→ Prompt
In the entries below, find each line with the string "instance" and copy it.

→ Exercise input
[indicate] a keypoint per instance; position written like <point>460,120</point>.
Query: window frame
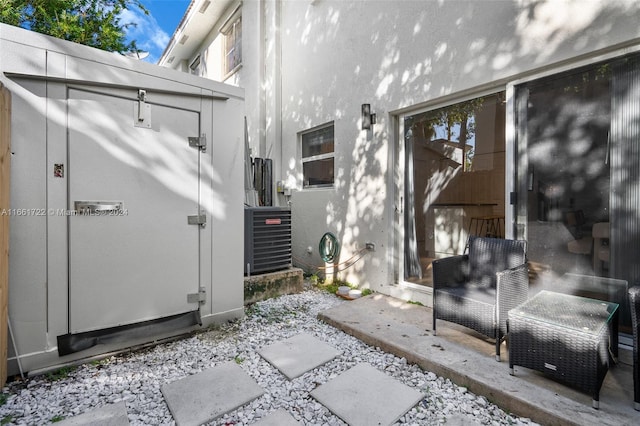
<point>318,157</point>
<point>231,41</point>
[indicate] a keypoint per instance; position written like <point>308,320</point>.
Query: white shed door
<point>132,255</point>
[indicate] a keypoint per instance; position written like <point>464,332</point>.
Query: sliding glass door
<point>454,180</point>
<point>578,198</point>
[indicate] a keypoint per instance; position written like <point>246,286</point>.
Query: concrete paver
<point>204,396</point>
<point>298,354</point>
<point>108,415</point>
<point>365,396</point>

→ Output of the exercise
[indicate] a keypoint per instance; position written like <point>460,120</point>.
[indicate] a keypoint per instance; position written like <point>308,320</point>.
[indicate] a keypoint per instance; position written like <point>464,332</point>.
[indicate] a keypoint per instance; position written like <point>246,286</point>.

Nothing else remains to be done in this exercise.